### [Extrait du document]
* * *
Bien que placé au faîte de ces coteaux, mais en partie voilé par une épaisse futaie de vieux chênes, le château ne laisse apercevoir au visiteur : arrivant par cette route que ses tourelles élevées, et seulement encore à partir du village de Saint-Michel-Montaigne[2], qui confine à la propriété. Une courte avenue d’acacias et de platanes conduit à la principale entrée, dont la physionomie n’a pas changé depuis le XVIe siècle. On reconnaît bien, en la voyant se replier tortueusement sur elle-même, qu’elle date d’une époque où les habitations isolées n’étaient pas sûres, et où, sans avoir la prétention, comme le déclare quelque part Montaigne, de se défendre contre les gens de guerre, on pouvait du moins songer à se mettre à l’abri des vagabonds et des rôdeurs, et à se prémunir contre un coup de main.
* * *
### [Série d'exercices]
1. Dans le texte sur le château de Montaigne, de quels arbres est bordée l'avenue qui mène à l'entrée principale ?
2. Relevez dans le texte sur le château de Montaigne le passage allant de « Bien que placé » à « coup de main. ».
* * *
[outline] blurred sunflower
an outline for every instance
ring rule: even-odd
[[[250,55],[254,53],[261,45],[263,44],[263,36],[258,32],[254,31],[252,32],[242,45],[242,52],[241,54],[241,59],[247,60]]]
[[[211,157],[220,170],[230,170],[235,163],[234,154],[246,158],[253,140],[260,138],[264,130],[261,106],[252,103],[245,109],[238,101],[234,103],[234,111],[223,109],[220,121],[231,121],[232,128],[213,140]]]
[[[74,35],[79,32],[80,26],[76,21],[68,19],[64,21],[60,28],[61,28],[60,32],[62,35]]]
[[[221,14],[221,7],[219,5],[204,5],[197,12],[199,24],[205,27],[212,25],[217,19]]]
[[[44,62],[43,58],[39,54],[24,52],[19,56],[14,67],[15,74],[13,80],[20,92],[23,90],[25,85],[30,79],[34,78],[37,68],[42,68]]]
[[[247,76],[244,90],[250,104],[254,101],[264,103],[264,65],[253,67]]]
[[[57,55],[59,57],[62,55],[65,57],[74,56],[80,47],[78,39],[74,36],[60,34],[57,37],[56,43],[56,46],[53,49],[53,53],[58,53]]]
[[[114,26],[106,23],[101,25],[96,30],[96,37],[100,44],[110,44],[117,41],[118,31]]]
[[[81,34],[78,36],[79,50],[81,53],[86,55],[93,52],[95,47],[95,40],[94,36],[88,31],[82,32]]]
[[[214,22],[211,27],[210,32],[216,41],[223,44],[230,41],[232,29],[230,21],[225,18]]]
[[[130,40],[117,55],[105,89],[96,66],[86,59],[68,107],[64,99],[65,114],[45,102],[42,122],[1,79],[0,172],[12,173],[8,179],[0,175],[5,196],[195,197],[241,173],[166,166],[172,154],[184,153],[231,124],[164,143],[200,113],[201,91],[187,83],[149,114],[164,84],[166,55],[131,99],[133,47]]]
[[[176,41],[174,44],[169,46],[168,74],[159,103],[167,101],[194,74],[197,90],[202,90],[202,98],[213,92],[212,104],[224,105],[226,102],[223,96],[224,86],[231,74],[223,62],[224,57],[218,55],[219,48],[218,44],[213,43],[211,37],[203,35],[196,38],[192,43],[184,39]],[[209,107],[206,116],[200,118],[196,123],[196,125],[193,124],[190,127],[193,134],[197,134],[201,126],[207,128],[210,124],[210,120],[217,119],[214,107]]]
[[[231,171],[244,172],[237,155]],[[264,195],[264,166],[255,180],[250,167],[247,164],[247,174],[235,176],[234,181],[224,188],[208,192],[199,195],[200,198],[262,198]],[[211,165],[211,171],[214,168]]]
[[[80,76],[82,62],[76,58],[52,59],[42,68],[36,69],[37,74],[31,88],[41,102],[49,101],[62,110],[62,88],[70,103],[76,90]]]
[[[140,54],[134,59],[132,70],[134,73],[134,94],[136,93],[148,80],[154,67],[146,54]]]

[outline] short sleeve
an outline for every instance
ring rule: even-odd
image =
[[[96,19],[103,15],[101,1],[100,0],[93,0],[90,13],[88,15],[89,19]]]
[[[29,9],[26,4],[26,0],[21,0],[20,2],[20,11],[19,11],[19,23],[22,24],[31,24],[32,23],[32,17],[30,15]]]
* * *
### [Corrigé par exercice]
1. D'acacias et de platanes.

2.
Bien que placé au faîte de ces coteaux, mais en partie voilé par une épaisse futaie de vieux chênes, le château ne laisse apercevoir au visiteur : arrivant par cette route que ses tourelles élevées, et seulement encore à partir du village de Saint-Michel-Montaigne[2], qui confine à la propriété. Une courte avenue d’acacias et de platanes conduit à la principale entrée, dont la physionomie n’a pas changé depuis le XVIe siècle. On reconnaît bien, en la voyant se replier tortueusement sur elle-même, qu’elle date d’une époque où les habitations isolées n’étaient pas sûres, et où, sans avoir la prétention, comme le déclare quelque part Montaigne, de se défendre contre les gens de guerre, on pouvait du moins songer à se mettre à l’abri des vagabonds et des rôdeurs, et à se prémunir contre un coup de main.